(Records from a data source)
=-=-=

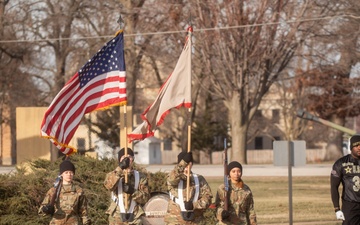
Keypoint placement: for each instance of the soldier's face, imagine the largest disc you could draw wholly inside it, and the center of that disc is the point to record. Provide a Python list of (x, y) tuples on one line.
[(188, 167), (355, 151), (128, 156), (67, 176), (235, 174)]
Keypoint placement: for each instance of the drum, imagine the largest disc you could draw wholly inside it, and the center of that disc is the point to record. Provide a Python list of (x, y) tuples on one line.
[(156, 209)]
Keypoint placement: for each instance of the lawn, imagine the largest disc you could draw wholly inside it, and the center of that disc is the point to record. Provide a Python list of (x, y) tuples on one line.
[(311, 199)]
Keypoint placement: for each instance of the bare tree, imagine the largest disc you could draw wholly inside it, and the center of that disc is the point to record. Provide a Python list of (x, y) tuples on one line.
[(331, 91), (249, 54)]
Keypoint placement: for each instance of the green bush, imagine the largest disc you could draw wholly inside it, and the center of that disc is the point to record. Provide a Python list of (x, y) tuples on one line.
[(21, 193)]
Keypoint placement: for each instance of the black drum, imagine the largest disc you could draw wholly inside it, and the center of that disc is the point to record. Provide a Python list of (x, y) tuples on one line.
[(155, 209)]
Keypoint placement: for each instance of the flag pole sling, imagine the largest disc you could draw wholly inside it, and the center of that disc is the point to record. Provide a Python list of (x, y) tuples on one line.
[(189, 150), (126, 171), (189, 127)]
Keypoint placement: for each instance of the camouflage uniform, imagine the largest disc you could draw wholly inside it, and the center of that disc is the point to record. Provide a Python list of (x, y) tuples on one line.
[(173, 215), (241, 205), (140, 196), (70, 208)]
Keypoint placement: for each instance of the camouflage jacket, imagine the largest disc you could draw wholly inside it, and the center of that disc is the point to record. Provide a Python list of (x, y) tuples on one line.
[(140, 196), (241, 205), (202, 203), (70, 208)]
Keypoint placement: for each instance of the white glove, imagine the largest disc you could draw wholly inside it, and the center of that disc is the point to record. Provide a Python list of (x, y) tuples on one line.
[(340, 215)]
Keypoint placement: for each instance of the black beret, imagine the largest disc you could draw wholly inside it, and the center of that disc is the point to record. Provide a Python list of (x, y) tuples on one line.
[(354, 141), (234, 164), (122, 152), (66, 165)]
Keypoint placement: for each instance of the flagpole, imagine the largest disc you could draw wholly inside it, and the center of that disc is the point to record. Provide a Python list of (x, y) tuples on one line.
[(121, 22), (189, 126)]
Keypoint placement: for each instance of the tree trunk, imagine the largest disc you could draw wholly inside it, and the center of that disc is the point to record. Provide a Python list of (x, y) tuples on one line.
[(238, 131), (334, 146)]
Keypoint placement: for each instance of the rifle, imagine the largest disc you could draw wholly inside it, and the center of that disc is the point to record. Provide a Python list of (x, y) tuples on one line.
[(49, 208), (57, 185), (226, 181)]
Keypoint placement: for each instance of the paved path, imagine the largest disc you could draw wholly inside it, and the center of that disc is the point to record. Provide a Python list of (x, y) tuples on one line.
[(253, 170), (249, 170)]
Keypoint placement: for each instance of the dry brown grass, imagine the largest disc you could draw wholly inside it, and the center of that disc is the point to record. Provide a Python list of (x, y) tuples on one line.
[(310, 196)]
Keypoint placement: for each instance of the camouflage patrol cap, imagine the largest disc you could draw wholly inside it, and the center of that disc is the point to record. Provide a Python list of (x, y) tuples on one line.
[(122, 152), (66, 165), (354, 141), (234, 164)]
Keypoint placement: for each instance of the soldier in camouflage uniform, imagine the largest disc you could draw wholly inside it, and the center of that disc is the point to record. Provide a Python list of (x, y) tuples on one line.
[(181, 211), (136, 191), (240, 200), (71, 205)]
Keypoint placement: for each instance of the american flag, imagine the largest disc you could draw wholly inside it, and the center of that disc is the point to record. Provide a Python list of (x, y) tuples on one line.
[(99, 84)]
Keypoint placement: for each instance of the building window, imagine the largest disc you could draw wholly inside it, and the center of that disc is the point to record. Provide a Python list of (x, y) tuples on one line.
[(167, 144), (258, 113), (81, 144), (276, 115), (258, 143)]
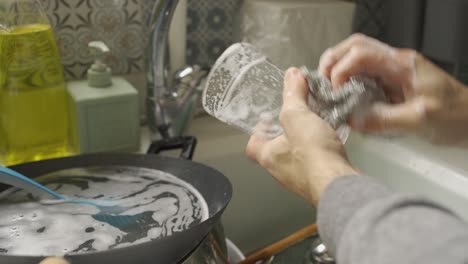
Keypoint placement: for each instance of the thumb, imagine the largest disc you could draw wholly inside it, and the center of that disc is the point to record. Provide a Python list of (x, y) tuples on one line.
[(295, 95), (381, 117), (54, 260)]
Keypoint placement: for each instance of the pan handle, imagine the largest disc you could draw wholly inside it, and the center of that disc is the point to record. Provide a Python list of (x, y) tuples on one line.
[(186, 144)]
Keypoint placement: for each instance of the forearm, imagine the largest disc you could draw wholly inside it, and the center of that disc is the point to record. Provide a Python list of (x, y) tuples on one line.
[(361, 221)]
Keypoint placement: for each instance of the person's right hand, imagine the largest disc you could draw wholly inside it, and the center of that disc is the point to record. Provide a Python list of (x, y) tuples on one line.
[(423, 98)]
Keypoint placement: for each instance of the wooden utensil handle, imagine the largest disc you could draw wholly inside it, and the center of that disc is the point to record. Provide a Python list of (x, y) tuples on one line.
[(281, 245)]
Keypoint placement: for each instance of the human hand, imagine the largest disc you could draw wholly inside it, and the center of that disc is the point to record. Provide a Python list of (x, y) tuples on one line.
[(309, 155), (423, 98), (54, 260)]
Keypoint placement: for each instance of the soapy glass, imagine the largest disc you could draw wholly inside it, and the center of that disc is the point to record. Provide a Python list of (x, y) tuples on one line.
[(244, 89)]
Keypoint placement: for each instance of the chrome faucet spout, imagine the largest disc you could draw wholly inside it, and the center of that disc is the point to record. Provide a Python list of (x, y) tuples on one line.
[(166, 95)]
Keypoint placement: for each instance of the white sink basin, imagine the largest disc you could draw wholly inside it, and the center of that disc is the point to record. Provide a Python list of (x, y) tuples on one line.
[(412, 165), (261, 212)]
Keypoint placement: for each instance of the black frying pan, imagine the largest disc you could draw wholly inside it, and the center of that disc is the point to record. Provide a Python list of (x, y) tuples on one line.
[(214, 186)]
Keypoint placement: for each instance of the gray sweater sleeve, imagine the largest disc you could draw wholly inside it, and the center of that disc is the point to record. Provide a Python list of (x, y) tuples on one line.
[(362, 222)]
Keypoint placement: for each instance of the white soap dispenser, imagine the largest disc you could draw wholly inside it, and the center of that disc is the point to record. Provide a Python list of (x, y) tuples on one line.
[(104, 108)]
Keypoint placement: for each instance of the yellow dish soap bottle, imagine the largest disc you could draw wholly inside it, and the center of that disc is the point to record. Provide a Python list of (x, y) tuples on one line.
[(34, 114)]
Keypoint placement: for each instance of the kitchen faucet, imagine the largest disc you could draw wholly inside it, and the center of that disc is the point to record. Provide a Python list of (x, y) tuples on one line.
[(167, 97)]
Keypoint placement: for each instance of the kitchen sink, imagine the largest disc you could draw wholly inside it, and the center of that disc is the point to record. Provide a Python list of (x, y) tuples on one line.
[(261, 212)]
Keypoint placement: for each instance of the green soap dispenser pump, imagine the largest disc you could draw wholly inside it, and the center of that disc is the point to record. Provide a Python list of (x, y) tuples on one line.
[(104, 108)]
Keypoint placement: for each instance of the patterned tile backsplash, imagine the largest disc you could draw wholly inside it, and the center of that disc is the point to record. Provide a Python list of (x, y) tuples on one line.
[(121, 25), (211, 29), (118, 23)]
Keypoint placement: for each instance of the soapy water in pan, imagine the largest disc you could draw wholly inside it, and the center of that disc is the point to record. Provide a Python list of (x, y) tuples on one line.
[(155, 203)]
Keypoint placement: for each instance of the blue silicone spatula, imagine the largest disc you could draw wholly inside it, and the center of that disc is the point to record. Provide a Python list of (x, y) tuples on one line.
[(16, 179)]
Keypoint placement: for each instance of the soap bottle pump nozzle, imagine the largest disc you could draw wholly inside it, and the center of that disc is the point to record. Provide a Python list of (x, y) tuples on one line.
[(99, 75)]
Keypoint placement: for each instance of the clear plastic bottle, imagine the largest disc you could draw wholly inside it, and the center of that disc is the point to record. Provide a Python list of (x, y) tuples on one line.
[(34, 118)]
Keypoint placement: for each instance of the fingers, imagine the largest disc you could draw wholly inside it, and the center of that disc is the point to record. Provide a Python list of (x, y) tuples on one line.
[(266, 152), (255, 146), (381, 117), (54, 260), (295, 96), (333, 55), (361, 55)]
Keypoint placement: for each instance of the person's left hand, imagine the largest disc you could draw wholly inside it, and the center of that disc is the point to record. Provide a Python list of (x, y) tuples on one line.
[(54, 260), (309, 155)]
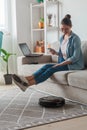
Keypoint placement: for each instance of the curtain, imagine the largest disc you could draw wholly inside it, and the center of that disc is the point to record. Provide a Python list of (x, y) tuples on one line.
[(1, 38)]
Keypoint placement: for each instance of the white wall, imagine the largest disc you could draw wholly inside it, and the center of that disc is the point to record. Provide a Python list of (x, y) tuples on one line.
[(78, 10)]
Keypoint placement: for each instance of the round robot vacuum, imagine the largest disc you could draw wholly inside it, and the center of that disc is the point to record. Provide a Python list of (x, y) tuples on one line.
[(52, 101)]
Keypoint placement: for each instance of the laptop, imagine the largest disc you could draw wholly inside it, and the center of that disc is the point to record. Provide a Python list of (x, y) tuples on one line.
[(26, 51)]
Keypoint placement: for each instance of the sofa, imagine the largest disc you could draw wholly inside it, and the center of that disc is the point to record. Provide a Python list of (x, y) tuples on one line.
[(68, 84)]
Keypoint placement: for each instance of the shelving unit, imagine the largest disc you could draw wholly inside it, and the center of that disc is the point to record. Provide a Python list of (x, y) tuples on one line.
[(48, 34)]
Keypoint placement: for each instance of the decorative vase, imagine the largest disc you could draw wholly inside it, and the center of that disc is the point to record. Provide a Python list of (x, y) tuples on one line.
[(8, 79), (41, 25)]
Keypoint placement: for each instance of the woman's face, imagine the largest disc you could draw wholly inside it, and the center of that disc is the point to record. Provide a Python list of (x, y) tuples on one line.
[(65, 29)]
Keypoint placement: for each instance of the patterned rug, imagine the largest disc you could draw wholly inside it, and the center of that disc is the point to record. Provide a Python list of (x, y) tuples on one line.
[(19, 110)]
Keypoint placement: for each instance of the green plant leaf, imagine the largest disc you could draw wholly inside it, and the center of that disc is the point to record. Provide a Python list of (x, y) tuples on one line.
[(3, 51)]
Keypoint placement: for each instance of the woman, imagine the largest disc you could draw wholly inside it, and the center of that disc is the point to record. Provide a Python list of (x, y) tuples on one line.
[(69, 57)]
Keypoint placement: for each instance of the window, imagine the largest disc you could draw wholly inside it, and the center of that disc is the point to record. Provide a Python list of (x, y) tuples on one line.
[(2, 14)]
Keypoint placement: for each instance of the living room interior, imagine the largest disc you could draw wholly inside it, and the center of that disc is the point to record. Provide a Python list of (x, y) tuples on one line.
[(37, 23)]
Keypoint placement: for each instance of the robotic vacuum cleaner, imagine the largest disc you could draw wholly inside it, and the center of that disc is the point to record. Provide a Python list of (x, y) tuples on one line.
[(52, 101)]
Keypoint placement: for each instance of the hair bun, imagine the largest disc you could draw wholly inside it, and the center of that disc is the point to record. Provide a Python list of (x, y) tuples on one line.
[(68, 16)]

=-=-=

Goal => Restate the rows from the line containing "Keypoint placement: for each instance of the rifle, imagine" through the line containing "[(49, 208), (57, 185), (226, 181)]", swapping "rifle" for "carbine" and keeping everything else the same.

Expected answer =>
Keypoint placement: for each instance of the carbine, imagine the largest disc you could draw wholly inside it, and the center of that disc is the point to record. Provide a Python list of (x, y) tuples on one line.
[(49, 208), (57, 185), (226, 181)]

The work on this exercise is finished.